Teks Bacaan:
━━━━━━━━

Page

Pendahuluan Materi Thaharah



PENDAHULUAN

Thaharah menurut bahasa adalah an-naqawah (bersih) dan at-tanazuh min ad-danas (suci dari kotoran). Thaharah menurut syara’ adalah menghilangkan hadats yang bisa menghalangi shalat, thawaf, menyentuh mushaf dengan menggunakan air, atau menghilangkan hukum hadats dengan tanah, dan menghilangkan najis dengan air dan tanah atau selain keduanya. Mandi dari junub, haid dan nifas, itu termasuk dalam menghilangkan hadats besar, sedangkan wudhu dilakukan untuk menghilangkan hadats kecil. Keduanya tercakup dalam pengertian thaharah. Seorang Muslim dipandang suci sepenuhnya dengan cara mandi dan berwudhu, selain dengan menghilangkan najis.

Thaharah itu merupakan ibadah dan salah satu amal, sehingga thaharah itu berbeda dengan muamalah yang merupakan tasharuf qauliyah (tindakan yang bersifat ucapan), sehingga thaharah itu memerlukan niat, berdasarkan sabda Rasulullah Saw.:

“Sesungguhnya sahnya amal itu tergantung pada niat. Dan sesungguhnya setiap orang (akan dibalas) berdasarkan apa yang dia niatkan. Siapa yang hijrahnya karena (ingin mendapatkan keridhaan) Allah dan Rasul-Nya, maka hijrahnya kepada (keridhaan) Allah dan Rasul-Nya. Dan siapa yang hijrahnya karena dunia yang dikehendakinya atau karena wanita yang ingin dinikahinya, maka hijrahnya (akan bernilai sebagaimana) yang dia niatkan.” (HR. Muslim dan Bukhari dari jalur Umar bin Khaththab)

━━━━━━━━

Yang Diminta:
1. Terjemahkan ke dalam bahasa Inggris kalimat ini dari teks tentang thaharah: "Seorang Muslim dipandang suci sepenuhnya dengan cara mandi dan berwudhu, selain dengan menghilangkan najis."
2. Tuliskan kelanjutan teks tentang thaharah, mulai sesudah kalimat terakhirnya.

[Catatan yang dikutip dari sebuah koleksi]
━━━━━━━━

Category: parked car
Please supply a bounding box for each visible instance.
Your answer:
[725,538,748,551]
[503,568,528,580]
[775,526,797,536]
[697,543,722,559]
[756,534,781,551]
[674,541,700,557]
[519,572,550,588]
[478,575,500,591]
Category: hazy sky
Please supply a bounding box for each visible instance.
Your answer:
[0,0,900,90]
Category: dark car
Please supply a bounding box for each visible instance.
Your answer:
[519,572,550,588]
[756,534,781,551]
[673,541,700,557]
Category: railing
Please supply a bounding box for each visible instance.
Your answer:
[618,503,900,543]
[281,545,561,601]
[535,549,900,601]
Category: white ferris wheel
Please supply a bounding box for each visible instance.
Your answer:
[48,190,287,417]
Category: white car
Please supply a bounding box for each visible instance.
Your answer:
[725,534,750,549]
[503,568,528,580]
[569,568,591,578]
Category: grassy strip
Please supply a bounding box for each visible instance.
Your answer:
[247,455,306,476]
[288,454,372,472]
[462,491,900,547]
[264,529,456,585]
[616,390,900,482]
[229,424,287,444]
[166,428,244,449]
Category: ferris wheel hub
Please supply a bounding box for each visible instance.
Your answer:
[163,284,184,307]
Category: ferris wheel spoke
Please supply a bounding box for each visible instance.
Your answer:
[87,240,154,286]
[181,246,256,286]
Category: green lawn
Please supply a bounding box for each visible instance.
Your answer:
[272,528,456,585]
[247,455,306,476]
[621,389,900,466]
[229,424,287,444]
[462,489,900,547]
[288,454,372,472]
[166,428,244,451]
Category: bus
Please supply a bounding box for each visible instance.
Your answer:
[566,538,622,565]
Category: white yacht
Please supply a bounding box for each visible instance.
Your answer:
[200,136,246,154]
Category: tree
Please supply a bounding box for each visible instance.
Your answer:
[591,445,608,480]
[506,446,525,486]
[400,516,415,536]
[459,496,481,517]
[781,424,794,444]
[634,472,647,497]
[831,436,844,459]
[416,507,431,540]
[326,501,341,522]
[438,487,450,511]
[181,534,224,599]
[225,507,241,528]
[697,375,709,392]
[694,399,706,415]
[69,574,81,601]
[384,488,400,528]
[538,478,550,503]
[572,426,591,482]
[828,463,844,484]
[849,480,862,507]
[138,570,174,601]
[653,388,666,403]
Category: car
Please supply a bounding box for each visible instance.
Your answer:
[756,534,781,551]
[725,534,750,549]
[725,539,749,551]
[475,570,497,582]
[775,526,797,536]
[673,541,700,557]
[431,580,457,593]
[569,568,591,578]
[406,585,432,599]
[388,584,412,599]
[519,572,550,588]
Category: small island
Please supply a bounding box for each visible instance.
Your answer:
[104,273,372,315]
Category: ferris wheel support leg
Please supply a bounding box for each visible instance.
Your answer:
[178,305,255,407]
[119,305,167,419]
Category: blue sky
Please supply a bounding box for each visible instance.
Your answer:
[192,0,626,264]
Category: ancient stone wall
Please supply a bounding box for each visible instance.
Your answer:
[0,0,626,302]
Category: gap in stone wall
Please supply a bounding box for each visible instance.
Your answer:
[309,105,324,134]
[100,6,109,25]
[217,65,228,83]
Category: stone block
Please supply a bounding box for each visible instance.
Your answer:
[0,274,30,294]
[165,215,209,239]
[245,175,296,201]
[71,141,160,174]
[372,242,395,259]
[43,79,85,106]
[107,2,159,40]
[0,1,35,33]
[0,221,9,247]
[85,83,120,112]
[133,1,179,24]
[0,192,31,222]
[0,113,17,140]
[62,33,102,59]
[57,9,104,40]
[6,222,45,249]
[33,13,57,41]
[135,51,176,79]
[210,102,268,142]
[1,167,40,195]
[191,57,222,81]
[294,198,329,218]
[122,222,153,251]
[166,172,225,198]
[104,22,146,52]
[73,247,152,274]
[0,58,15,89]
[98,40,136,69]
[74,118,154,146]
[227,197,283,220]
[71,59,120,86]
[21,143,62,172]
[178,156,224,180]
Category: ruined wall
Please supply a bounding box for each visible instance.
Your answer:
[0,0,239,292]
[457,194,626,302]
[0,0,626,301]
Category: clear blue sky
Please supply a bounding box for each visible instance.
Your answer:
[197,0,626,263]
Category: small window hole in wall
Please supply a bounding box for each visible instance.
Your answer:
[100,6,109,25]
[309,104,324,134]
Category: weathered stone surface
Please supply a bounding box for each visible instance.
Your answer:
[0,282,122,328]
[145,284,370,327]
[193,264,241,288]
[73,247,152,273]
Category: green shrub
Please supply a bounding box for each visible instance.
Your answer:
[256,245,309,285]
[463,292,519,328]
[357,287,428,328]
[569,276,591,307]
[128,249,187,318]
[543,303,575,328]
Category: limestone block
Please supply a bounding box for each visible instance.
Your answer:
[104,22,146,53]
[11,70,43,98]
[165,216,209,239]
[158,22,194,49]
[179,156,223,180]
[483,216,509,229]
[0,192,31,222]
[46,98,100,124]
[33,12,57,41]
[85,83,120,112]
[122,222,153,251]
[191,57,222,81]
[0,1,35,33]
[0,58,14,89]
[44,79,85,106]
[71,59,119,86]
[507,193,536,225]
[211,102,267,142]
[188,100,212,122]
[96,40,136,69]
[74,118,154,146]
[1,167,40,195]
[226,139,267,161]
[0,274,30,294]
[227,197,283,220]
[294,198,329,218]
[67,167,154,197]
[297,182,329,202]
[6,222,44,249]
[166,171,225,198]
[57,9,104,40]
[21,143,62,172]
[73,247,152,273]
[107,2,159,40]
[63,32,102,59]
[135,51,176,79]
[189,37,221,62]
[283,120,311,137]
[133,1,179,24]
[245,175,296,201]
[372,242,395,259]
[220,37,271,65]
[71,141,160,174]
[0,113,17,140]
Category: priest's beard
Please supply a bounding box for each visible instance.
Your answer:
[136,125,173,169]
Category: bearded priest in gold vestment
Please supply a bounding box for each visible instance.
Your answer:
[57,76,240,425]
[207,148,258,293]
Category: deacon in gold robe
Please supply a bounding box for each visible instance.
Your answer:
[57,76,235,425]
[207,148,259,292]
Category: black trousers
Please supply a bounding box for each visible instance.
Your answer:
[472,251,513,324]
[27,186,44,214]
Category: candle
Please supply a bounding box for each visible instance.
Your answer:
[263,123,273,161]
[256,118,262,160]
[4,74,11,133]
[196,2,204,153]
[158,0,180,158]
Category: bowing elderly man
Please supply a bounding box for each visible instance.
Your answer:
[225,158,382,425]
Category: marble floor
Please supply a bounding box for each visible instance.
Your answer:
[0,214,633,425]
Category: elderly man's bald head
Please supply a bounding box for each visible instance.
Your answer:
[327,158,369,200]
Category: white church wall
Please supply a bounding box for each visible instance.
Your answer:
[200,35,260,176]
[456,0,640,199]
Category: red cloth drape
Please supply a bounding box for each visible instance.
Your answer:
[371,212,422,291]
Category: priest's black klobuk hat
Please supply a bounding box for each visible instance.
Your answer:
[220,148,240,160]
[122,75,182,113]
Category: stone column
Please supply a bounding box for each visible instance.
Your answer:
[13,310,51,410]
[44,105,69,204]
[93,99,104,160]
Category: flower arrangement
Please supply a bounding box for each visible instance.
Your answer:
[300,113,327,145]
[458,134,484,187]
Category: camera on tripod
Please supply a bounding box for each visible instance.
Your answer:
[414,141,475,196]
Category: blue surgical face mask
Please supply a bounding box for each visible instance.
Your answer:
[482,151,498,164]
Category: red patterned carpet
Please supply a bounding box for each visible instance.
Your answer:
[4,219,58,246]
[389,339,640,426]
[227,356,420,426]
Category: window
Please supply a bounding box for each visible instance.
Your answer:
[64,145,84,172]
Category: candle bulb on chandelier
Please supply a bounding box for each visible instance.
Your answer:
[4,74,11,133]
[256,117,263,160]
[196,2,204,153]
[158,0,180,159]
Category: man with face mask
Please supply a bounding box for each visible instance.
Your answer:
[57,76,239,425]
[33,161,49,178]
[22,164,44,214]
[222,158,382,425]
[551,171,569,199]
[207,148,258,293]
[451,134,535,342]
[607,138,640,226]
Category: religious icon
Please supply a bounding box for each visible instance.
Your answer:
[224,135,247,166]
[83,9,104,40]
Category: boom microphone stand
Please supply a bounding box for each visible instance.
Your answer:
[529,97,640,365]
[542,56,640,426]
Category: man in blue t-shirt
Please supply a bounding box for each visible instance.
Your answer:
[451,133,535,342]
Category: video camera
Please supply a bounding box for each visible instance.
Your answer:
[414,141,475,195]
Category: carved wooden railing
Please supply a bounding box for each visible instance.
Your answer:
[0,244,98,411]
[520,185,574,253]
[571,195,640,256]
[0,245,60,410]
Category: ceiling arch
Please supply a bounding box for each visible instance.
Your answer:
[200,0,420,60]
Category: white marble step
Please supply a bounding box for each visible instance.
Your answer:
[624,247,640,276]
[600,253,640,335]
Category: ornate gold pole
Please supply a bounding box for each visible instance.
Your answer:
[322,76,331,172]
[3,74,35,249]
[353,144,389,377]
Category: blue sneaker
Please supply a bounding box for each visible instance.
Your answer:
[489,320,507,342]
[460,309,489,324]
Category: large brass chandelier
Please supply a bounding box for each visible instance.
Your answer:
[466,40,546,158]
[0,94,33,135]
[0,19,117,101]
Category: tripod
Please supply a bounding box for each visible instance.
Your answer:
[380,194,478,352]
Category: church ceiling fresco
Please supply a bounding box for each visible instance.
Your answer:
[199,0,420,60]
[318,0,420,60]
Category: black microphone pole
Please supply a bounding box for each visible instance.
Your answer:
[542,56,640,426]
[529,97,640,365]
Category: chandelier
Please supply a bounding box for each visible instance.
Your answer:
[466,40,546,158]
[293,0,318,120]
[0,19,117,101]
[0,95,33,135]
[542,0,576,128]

━━━━━━━━

Jawaban:
1. A Muslim is regarded as fully pure by bathing and performing ablution, in addition to removing impurity.

2.
Terdapat beberapa nash yang menetapkan bahwa hanya air saja yang dapat digunakan untuk menghilangkan dua jenis hadats ini, berbeda dengan pendapat Abu Hanifah yang membolehkan berwudhu dengan nabidz (air rendaman kurma). Ketika tidak ada air, maka bisa diganti dengan tanah dalam tayamum sebagai pengganti yang bersifat temporer, baik untuk mandi ataupun untuk berwudhu, hingga air ditemukan.

Sedangkan menghilangkan najis itu tidak memerlukan niat. Ini berbeda dengan pendapat Malik dan Ahmad yang mengharuskan niat. Yang dituntut hanya menghilangkan najis itu saja, dengan cara, alat, atau material apapun. Ini berbeda dengan Malik, Syafi’i, dan Ahmad yang mengharuskan menghilangkan najis hanya dengan air saja.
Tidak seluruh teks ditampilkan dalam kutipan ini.